==== Input records ====

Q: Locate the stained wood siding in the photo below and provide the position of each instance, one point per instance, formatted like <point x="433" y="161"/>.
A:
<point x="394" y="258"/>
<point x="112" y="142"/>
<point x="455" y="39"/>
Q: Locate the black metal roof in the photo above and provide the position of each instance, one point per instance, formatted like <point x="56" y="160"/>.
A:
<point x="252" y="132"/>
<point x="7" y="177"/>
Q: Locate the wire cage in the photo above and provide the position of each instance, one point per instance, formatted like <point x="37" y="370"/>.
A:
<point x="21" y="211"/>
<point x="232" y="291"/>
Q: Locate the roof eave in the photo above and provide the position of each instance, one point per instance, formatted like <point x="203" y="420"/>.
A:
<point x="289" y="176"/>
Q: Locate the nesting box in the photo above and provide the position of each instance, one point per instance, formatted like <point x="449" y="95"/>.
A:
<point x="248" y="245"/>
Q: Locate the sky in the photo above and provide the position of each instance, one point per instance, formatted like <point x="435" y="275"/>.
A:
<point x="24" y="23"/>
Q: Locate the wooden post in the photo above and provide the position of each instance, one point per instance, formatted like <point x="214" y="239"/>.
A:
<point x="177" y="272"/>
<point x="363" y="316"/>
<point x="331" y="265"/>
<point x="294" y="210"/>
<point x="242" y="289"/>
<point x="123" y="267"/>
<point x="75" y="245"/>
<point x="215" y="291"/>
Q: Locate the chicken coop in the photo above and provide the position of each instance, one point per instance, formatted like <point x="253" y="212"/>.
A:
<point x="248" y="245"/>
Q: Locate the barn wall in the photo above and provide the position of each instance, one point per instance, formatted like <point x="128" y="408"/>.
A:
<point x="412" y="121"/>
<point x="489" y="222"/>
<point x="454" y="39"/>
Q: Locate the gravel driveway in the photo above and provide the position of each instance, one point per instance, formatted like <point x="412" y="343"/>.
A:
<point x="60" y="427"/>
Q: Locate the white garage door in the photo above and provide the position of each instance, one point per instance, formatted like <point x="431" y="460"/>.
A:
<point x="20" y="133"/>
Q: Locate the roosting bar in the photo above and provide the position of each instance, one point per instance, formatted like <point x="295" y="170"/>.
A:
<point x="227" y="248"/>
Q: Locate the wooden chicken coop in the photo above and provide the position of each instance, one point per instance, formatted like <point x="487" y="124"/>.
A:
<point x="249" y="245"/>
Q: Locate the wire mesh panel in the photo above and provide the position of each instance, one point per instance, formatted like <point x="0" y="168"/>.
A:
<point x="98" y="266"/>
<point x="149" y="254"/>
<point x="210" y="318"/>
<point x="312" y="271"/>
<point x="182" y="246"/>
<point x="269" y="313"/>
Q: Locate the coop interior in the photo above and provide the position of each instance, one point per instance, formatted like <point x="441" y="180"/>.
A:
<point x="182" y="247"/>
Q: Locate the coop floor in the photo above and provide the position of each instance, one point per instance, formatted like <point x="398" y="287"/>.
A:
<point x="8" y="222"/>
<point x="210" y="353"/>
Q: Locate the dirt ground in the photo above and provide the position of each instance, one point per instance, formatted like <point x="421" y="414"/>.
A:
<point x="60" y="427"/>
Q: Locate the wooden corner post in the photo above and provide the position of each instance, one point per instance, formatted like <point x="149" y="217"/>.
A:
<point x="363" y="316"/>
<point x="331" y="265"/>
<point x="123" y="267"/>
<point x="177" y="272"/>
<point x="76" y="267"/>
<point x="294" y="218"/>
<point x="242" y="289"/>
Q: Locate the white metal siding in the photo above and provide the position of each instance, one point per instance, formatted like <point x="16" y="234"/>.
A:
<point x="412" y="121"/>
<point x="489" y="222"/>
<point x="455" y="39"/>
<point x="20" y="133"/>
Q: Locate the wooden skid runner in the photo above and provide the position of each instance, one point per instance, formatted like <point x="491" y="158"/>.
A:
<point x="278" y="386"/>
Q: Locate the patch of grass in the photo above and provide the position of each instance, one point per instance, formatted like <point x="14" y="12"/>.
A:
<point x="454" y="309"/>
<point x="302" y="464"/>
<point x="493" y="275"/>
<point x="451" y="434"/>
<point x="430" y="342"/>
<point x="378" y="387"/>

====

*Task statement*. If a line of the records above holds the word "siding", show it.

*Task response*.
Q: Locate the stained wood siding in the photo below and provide the position of each instance, one point per instance, formatted like <point x="433" y="161"/>.
Q: Locate the white metal siding in the photo above and provide the position of each instance, one point per instance, formatted like <point x="16" y="234"/>.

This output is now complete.